SHORT TASK A: Return every line of the records that contains the word "glass", matching case exactly.
═════ TEXT PROVIDED
Saturday, May 23, 2009

They Walk Among Us!

From (who else?) Aunt Johnnie! It's about the not-so-bright things people will say & do:

  • Some guy bought a new fridge for his house. To get rid of the old fridge, he put it in his front yard and hung a sign on it: "Free to good home. You want it, you take it." For 3 days the fridge sat there without anyone looking twice. The owner eventually decided that people were too mistrustful of this deal, so he changed the sign to read: "Fridge for sale - $50." The next day someone stole it.
  • One day I was walking down the beach with some friends when somebody shouted, "Look at that dead bird!" Someone looked up at the sky and said..."Where?"
  • While looking at a house, my brother asked the estate agent which direction was north because he didn't want the sun waking him up every morning. She asked, "Does the sun rise in the north?" My brother explained that the sun rises in the east and has done for some time. She shook her head and said, "Oh, I don't keep up with all that stuff..."
══════════
═════ DATASET ENTRIES
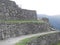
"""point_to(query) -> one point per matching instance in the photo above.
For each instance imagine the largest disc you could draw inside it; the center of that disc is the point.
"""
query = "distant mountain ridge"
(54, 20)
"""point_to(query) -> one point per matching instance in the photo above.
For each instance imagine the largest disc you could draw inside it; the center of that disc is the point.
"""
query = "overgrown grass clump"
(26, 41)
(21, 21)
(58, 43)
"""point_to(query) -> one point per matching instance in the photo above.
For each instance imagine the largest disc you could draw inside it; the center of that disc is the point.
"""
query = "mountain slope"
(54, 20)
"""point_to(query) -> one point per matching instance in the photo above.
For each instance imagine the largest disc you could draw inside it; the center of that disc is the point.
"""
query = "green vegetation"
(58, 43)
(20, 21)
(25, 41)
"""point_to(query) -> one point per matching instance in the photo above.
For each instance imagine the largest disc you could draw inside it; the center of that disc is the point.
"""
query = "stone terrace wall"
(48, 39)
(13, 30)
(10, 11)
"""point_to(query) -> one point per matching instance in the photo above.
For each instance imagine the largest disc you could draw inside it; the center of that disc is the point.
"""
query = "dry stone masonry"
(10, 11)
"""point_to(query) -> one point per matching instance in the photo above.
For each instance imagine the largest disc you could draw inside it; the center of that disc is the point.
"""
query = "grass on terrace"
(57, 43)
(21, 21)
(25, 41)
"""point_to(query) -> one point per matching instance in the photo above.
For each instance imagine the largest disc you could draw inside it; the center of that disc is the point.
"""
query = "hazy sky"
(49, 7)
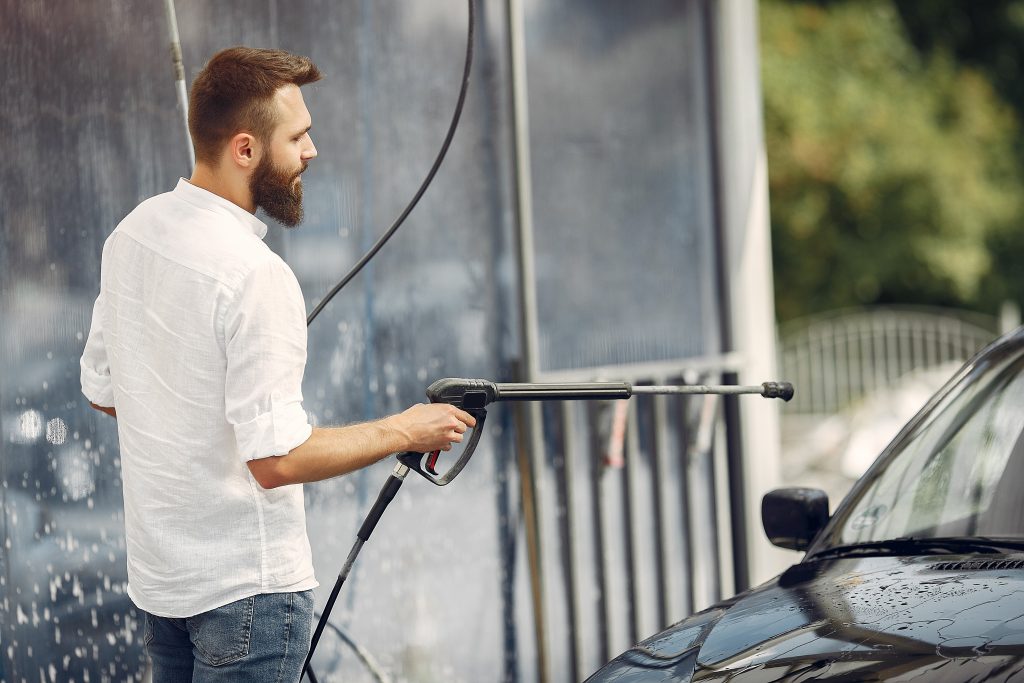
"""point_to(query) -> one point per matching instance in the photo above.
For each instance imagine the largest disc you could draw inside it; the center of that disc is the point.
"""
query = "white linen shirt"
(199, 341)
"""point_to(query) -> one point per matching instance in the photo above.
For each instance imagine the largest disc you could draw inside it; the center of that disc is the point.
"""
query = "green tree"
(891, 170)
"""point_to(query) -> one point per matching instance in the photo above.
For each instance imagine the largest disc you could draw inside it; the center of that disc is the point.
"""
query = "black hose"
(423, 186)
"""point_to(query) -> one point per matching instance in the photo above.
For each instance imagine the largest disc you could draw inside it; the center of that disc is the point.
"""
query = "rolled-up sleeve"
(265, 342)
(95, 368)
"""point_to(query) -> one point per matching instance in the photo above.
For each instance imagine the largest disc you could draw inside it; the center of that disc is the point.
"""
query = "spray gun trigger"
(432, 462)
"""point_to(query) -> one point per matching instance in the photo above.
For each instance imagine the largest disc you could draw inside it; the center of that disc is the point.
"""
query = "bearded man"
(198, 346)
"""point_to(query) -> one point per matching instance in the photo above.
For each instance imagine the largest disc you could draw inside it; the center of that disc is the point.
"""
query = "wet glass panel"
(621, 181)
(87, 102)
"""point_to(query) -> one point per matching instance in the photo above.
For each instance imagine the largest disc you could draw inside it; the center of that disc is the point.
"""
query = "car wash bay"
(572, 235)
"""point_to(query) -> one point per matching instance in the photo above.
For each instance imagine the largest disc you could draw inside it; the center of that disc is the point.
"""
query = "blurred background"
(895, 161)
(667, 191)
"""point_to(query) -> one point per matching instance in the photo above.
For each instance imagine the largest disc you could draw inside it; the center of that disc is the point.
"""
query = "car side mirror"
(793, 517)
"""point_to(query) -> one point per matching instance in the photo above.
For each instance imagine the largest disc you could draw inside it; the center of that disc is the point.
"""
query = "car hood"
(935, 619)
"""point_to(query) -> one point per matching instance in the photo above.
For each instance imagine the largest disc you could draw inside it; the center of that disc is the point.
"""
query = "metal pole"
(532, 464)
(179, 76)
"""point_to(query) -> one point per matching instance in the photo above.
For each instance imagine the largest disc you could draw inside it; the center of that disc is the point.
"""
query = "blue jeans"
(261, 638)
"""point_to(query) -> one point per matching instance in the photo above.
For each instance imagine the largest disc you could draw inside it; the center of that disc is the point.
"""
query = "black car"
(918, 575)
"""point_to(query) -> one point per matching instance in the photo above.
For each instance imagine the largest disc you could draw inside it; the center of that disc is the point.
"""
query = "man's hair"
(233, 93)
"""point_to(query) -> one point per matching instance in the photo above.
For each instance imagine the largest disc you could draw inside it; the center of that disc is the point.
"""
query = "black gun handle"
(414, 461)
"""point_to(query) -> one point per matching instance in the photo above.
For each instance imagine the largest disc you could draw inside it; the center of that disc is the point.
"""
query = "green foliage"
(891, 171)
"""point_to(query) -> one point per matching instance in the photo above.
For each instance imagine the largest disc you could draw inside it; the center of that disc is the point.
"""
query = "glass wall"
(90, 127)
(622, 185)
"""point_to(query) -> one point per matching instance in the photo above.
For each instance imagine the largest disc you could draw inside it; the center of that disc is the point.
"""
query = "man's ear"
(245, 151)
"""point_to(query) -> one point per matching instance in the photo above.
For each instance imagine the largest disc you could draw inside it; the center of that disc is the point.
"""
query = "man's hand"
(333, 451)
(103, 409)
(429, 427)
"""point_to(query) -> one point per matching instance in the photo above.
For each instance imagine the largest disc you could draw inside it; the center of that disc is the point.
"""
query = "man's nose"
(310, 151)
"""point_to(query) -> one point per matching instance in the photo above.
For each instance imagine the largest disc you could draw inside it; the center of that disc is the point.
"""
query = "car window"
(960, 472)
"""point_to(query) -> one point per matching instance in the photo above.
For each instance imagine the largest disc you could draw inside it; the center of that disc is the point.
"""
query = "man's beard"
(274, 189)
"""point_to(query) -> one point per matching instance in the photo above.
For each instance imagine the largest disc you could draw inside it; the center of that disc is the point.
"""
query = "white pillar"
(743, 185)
══════════
SHORT TASK B: From the post about things people say and do, return the passage starting at "Saturday, May 23, 2009" and ending at "someone stole it.", copied word for word.

WRITTEN ANSWER A:
query = "wet glass panel"
query = "glass wall"

WRITTEN ANSWER B:
Saturday, May 23, 2009

They Walk Among Us!

From (who else?) Aunt Johnnie! It's about the not-so-bright things people will say & do:

  • Some guy bought a new fridge for his house. To get rid of the old fridge, he put it in his front yard and hung a sign on it: "Free to good home. You want it, you take it." For 3 days the fridge sat there without anyone looking twice. The owner eventually decided that people were too mistrustful of this deal, so he changed the sign to read: "Fridge for sale - $50." The next day someone stole it.